*INSTRUCTIONS*:
- 1) Answer these questions from the Ceph benchmarking thread:
(a) Which operating system and Ceph release were installed on the separate cluster?
(b) What command is suggested for testing write speed on a Ceph pool named test?
(c) How large was the ISO file copied in the tests?
- 2) Pick up the Ceph benchmarking thread after its last sentence and carry it forward.

*TEXT BLOCK*:
:::::
I think you should use a reasonable benchmark tool to compare performance. Benchmarking is difficult and you can run into many traps. At least you should post the exact commands you use. For Benchmarks Inside VM/Container the guest configuration is also relevant.
 
Hi,

we just installed a separate CEPH cluster with Debian 8 and Kraken (because up to now stretch is not officialy supported by CEPH)
The cluster works and everything is connected via 10Gb network.

A first filecopy test on one of the OSDs itself resulted in 6500Mb/s. Fantastic.
Hi Bernd,
sorry but it's looks that you measure caching!
Which kind of single osd provide 6.5GB/s write speed?? Are all your OSDs pcie-nvrams?

Depends on your journal device you have doubled writes if journal and osd is on the same device.
See also here because of speed: https://www.sebastien-han.fr/blog/2...-if-your-ssd-is-suitable-as-a-journal-device/

You also don't write anything about amount of OSDs and OSD-Nodes...

Looks with "rados bench -p test 60 write --no-cleanup" if you have an ceph-pool named test.

For write-speeds about 1GB/s you need an good and big ceph-cluster (and more than 10GB-E).

Udo
 
Hi,

my rates are given in bits per second.

How I did my tests:

Very simple but like in daily use, I always used mc in a Debian 8 environment.
Proxmox 4.4 is also a Debian 8, so the 'outer' environment is/was always the same.
I copied an ISO file of 6GB. No cache has such a size.
Since I copied the file with mc it shows you the transferrate. (And I also measured the time)
It is also not the absolute value which makes me wonder.
It is the discrepance between the time from the mounted drive on Proxmox and the time of a container stored on the same mounted drive. As mentioned before: OS is the same, 6GB file is the same.
:::::
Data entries
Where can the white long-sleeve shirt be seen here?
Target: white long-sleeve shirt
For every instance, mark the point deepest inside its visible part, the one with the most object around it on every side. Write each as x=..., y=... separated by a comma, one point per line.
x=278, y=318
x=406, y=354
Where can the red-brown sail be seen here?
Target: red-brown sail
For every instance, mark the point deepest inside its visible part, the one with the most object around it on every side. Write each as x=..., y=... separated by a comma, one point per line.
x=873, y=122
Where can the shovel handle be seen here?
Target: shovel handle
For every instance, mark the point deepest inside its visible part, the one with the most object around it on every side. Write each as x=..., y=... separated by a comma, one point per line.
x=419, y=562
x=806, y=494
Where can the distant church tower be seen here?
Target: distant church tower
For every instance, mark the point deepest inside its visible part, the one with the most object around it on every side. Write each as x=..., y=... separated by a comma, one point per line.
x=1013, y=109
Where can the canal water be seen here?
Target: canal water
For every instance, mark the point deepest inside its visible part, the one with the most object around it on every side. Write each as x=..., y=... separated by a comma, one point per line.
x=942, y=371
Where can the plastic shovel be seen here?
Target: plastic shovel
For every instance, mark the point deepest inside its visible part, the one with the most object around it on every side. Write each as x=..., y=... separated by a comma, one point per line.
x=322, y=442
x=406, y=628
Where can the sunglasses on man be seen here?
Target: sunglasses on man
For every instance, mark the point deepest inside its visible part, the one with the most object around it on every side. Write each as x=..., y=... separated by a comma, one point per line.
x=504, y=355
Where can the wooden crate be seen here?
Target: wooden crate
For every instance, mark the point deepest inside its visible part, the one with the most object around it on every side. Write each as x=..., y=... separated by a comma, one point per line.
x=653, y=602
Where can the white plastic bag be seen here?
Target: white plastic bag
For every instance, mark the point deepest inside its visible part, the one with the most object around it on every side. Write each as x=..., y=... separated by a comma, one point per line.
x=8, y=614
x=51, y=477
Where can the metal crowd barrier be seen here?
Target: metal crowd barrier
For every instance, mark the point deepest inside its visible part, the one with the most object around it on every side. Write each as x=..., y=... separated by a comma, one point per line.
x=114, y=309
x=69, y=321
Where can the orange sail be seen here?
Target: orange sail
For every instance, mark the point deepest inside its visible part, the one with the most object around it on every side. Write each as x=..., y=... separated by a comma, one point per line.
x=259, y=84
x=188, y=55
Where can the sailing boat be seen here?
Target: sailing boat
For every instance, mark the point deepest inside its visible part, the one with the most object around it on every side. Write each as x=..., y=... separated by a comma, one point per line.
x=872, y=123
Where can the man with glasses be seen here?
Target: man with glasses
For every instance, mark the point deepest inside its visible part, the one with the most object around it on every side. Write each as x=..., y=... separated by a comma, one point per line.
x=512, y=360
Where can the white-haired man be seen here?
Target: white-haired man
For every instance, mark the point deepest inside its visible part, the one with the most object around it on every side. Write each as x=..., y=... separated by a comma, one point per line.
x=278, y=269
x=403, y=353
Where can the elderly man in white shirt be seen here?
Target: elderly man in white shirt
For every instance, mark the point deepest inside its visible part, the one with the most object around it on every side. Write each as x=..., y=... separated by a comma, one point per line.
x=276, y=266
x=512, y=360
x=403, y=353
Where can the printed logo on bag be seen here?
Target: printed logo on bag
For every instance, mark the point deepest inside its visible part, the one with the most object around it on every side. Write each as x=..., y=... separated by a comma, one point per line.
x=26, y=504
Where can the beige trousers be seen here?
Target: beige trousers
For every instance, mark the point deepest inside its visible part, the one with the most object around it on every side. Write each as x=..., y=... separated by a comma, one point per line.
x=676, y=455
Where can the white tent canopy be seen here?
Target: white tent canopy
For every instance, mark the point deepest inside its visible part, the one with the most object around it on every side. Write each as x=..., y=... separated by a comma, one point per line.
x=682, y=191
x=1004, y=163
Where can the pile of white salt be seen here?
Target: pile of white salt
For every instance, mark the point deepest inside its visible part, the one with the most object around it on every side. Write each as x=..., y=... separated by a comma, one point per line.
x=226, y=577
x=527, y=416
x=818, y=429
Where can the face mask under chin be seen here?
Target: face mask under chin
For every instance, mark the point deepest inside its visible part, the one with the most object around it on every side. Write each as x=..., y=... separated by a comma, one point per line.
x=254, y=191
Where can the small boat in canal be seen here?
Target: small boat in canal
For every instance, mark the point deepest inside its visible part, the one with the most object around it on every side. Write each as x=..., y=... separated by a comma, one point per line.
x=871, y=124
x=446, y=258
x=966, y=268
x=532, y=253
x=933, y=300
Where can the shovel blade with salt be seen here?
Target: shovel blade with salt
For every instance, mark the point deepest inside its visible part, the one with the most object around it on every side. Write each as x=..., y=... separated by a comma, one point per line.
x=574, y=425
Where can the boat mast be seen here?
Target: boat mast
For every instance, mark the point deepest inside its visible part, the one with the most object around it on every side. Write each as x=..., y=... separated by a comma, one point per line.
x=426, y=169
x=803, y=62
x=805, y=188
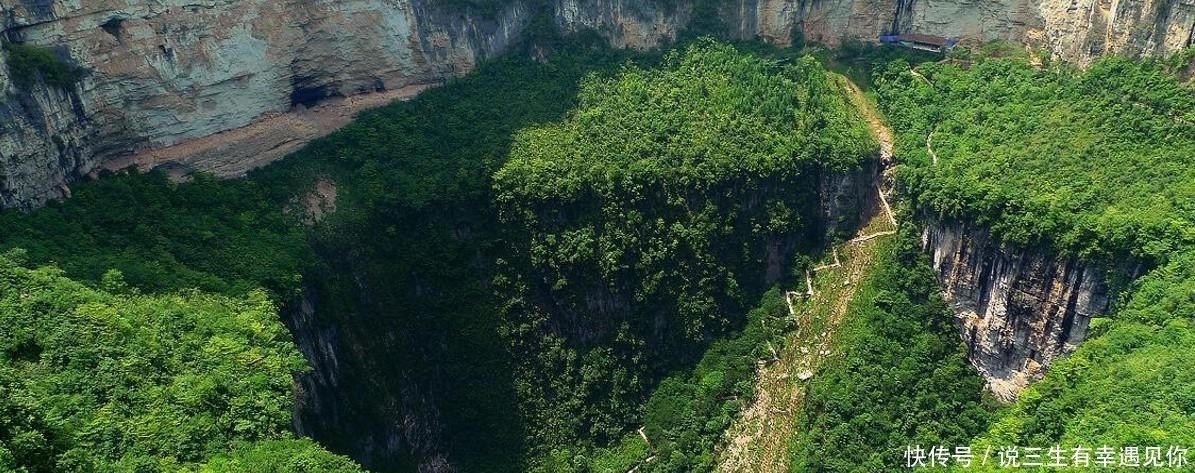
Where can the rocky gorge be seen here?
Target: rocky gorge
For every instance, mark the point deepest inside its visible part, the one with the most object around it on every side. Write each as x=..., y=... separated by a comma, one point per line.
x=224, y=86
:::::
*RESULTS BY TASK*:
- 1)
(a) Debian 8 and Kraken.
(b) rados bench -p test 60 write --no-cleanup
(c) 6GB.

- 2)
We use 32 OSDs with 14TB, 4 monitors and journal on SSDs.
But this doesn't matter for the different results, because all scenarios uses the same stuff.

Bernd
 
But this doesn't matter for the different results, because all scenarios uses the same stuff.

This is a very naive viewpoint. You test totally different things, because file test inside the VM results in totally different access pattern.
Again, I recommend to use a reasonable benchmark tool (fio, ...)
 
Hi,

maybe I'm 'naive', but I have to copy files inside my CTs and VMs.
And if this is so much slower, even in a container (which is not the case when I use a local disk at the Proxmox server as storage),
than I have 2 possibilities:
1. Using 'real' servers and CEPH
2. Using Proxmox and use 'local' storage

I thought I can use the best of 2 worlds.
Maybe I was wrong.

I'm not interested in benchmarks, I'm interested in practical results.
It doesn't help if the benchmark is ultra fast, but the time for copying a real file is slow.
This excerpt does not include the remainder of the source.